- **Assigned task**: Could you transcribe every record below exactly, leaving out any pictures?

- **Supplied material**:
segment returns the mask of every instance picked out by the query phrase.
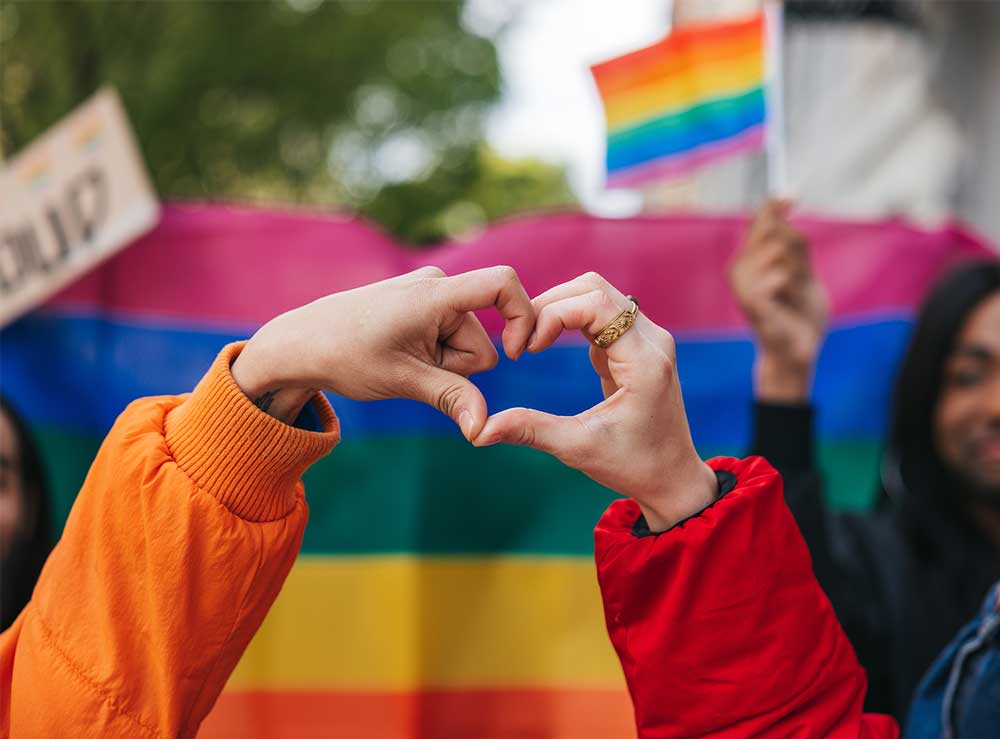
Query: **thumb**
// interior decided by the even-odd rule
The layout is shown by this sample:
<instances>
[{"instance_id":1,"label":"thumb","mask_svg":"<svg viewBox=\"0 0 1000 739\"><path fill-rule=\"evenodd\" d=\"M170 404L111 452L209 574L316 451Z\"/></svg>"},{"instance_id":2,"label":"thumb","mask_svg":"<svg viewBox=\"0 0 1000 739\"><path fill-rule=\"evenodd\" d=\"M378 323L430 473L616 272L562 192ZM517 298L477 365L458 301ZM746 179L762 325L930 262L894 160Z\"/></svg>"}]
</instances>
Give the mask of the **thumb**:
<instances>
[{"instance_id":1,"label":"thumb","mask_svg":"<svg viewBox=\"0 0 1000 739\"><path fill-rule=\"evenodd\" d=\"M771 213L784 220L795 207L795 200L790 197L774 198L768 203Z\"/></svg>"},{"instance_id":2,"label":"thumb","mask_svg":"<svg viewBox=\"0 0 1000 739\"><path fill-rule=\"evenodd\" d=\"M486 399L479 388L440 367L421 370L410 397L449 416L469 441L476 438L486 422Z\"/></svg>"},{"instance_id":3,"label":"thumb","mask_svg":"<svg viewBox=\"0 0 1000 739\"><path fill-rule=\"evenodd\" d=\"M554 416L530 408L509 408L490 416L476 446L516 444L546 452L570 467L577 467L585 457L587 432L577 416Z\"/></svg>"}]
</instances>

- **Output of the task**:
segment returns the mask of every instance picked out by the query phrase.
Query: **thumb**
// interior decided by the even-odd rule
The layout is shown by this sample:
<instances>
[{"instance_id":1,"label":"thumb","mask_svg":"<svg viewBox=\"0 0 1000 739\"><path fill-rule=\"evenodd\" d=\"M170 404L111 452L209 574L316 451Z\"/></svg>"},{"instance_id":2,"label":"thumb","mask_svg":"<svg viewBox=\"0 0 1000 739\"><path fill-rule=\"evenodd\" d=\"M378 323L430 473L616 272L562 192ZM517 298L477 365L458 301ZM746 179L762 325L930 262L894 160Z\"/></svg>"}]
</instances>
Give the mask of the **thumb**:
<instances>
[{"instance_id":1,"label":"thumb","mask_svg":"<svg viewBox=\"0 0 1000 739\"><path fill-rule=\"evenodd\" d=\"M771 213L784 220L795 207L795 200L790 197L774 198L768 203Z\"/></svg>"},{"instance_id":2,"label":"thumb","mask_svg":"<svg viewBox=\"0 0 1000 739\"><path fill-rule=\"evenodd\" d=\"M486 399L479 388L440 367L421 370L410 397L449 416L469 441L476 438L486 422Z\"/></svg>"},{"instance_id":3,"label":"thumb","mask_svg":"<svg viewBox=\"0 0 1000 739\"><path fill-rule=\"evenodd\" d=\"M554 416L530 408L509 408L490 416L476 446L516 444L546 452L570 467L577 467L585 457L587 432L577 416Z\"/></svg>"}]
</instances>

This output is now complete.